Set all the material down again unchanged, without the pictures.

** START **

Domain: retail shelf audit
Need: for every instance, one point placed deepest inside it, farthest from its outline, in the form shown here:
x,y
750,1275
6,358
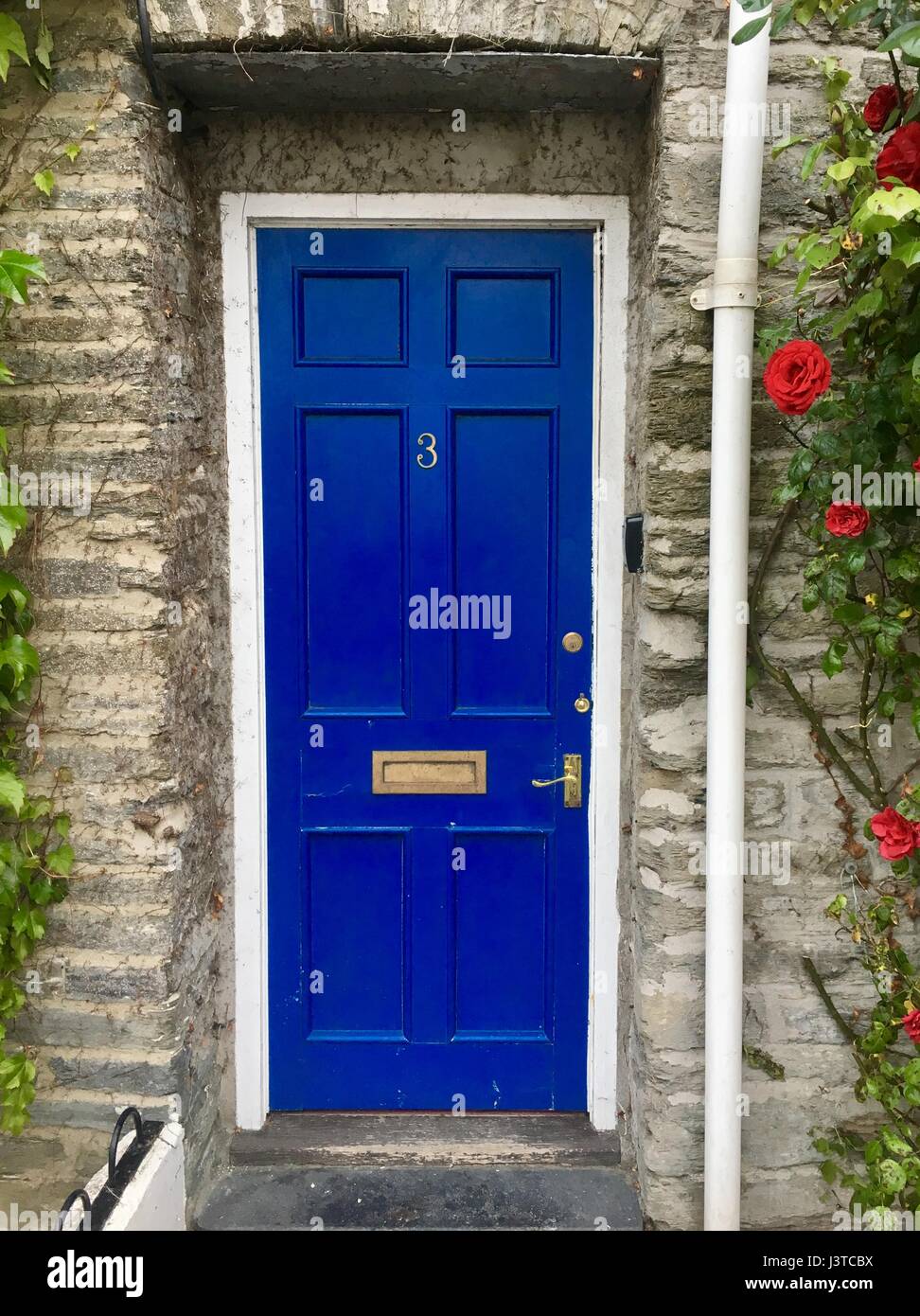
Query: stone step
x,y
354,1140
423,1198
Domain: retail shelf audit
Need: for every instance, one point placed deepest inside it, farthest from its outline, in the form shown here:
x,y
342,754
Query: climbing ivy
x,y
36,856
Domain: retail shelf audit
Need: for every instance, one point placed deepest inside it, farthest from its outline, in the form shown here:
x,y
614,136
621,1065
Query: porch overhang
x,y
393,80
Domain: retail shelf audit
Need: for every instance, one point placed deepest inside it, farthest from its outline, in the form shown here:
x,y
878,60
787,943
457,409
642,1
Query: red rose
x,y
796,374
879,105
896,834
900,157
846,519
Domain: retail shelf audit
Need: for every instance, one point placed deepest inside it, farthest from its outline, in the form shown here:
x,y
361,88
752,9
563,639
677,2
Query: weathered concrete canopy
x,y
399,80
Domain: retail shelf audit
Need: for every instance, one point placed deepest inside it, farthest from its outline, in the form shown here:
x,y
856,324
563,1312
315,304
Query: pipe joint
x,y
734,283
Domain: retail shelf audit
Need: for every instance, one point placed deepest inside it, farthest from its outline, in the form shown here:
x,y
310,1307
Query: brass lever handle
x,y
573,779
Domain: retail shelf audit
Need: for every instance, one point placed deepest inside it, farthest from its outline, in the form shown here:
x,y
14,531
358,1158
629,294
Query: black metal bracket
x,y
120,1171
147,49
633,541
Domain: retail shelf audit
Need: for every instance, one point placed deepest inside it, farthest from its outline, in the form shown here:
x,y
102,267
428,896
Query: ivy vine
x,y
36,856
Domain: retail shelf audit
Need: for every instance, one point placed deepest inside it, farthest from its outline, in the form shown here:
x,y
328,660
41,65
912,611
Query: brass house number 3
x,y
431,451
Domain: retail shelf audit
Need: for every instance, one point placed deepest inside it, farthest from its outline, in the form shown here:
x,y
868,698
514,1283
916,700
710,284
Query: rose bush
x,y
899,158
852,493
796,374
846,520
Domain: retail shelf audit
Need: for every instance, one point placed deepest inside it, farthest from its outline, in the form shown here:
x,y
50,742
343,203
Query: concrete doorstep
x,y
423,1173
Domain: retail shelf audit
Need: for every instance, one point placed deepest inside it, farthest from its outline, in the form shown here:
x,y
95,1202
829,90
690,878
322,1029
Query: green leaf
x,y
16,269
857,13
782,17
12,792
893,205
811,158
12,41
749,30
832,662
907,39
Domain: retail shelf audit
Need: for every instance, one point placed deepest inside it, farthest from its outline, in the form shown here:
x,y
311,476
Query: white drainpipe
x,y
734,295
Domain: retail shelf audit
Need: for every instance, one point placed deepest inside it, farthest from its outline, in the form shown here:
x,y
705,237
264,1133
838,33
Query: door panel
x,y
427,404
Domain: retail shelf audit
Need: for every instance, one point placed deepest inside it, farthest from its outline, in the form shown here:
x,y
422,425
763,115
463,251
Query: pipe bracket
x,y
734,283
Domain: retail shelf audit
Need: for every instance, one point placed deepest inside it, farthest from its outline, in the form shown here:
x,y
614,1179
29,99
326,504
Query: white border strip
x,y
241,213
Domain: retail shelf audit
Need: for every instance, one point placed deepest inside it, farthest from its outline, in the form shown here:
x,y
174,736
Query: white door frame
x,y
241,215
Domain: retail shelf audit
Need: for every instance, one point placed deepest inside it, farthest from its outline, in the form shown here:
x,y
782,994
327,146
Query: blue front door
x,y
427,438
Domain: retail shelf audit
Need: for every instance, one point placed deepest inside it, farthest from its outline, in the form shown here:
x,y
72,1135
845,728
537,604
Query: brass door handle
x,y
572,776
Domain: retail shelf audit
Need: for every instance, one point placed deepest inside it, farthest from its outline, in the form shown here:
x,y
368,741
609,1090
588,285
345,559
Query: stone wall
x,y
120,368
128,604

** END **

▶ [Full response]
Domain: retail shelf audit
Need: for every instance, one point placed deepest inside it, farthest from its outline, in the form shown here:
x,y
750,1275
6,358
Query: stone step
x,y
354,1140
423,1198
Domain: retail shelf audit
Need: for every instance, one point placed deepest inside it, farthest from its outline, in the form shown here:
x,y
342,754
Query: climbing ivy
x,y
36,856
Domain: retail shelf audit
Need: for every instance, one point placed deepest inside it, farthest from its outline, in the form shown here:
x,y
614,136
621,1065
Query: porch overhang
x,y
393,80
Domain: retail shelf audit
Need: for every instance, one point placed deepest inside it, farthest from its outline, in the form shown here:
x,y
878,60
787,943
457,409
642,1
Query: red rose
x,y
796,374
879,105
896,834
900,157
846,519
Domain: retail shelf audit
Need: for every instance, one point placed deepest inside it, farthest from its outline, in the form shown here:
x,y
361,88
752,9
563,639
677,2
Query: weathered concrete canopy
x,y
399,80
Domain: retail shelf audit
Need: for every instance, one point placed deepest inside it, farthest from its outline, in the form shown here:
x,y
856,324
563,1312
315,304
Query: pipe joint
x,y
734,283
Domain: retail shelf audit
Need: for every instance, one point placed deepest inside it, farthest from its outline, in the form shown here:
x,y
310,1307
Query: brass lever handle
x,y
573,779
Domain: retail shelf audit
Need: for every instance, one point placed deepest inside it, farthest from its outline, in the form shown here:
x,y
14,531
358,1158
629,294
Query: black metal bracket
x,y
120,1171
147,49
633,541
Domain: retail shelf audit
Need: for every instance, one point placed deepest inside it, farthest from its outline, in the form shown here:
x,y
102,267
428,896
Query: ivy vine
x,y
36,856
Domain: retail shelf audit
Need: for every instance, one point placed deepest inside it, farthest from its outline, in the form shown here:
x,y
328,660
41,65
912,611
Query: brass house number 3
x,y
431,451
Domain: retail shelf audit
Need: for every instance, one point placed deepest inside it, farthest from its outline, in the form shown here:
x,y
868,698
514,1283
916,700
710,284
Query: rose bush
x,y
899,158
852,493
796,374
846,520
Domain: retail shelf audit
Need: for every instance, one point placed deepest inside it, farthest from its outline, in the form shown here:
x,y
50,742
343,203
Query: concrete doorstep
x,y
423,1173
Domain: retail shelf audit
Need: for every instance, one point placed deepest inside it, farthest from its outline, in the form shown here:
x,y
95,1202
829,90
690,878
322,1029
Query: green leaf
x,y
16,269
857,13
782,17
12,792
893,205
811,158
12,41
749,30
832,662
907,39
Domain: retail shelf audit
Need: for every instance, one point placed deepest inside it, farthest from its outline, in the form shown here:
x,y
311,476
Query: white drainpipe
x,y
734,295
Domain: retail shelf audit
Need: for every instance, one point placed deepest inside it, farthest from its outline, in the form shown here:
x,y
705,237
264,1133
838,33
Query: door panel
x,y
427,404
Domain: retail shelf audit
Need: for every instance, one point placed deepest inside it, farthest from its outline, in the form shown here:
x,y
422,425
763,115
463,251
Query: pipe bracket
x,y
734,283
Domain: retail shelf audit
Need: for every instance, one point placed deepest inside it, farthest from its outline, in the form shown here:
x,y
614,1179
29,99
326,504
Query: white border strip
x,y
241,213
Domain: retail shelf audit
Need: for every instance, one point placed deepest inside it, farthest from its outline, in the form shown here:
x,y
174,736
Query: white door frame
x,y
241,215
Domain: retail shelf audit
Need: for every instance, one point placed deepest inside it, farthest from its outline, in the form shown here:
x,y
782,994
327,146
Query: blue front door
x,y
427,438
Domain: retail shelf audit
Need: for every instance, one point placed deepest inside it, farthest from its outline, in the form shown here:
x,y
72,1135
845,728
537,604
Query: brass door handle
x,y
572,776
Domain: retail shelf audit
Need: for every instance, one point placed deepest inside it, farthest from its outline, in the form shown here:
x,y
368,741
609,1090
588,285
345,559
Query: stone wall
x,y
120,368
128,604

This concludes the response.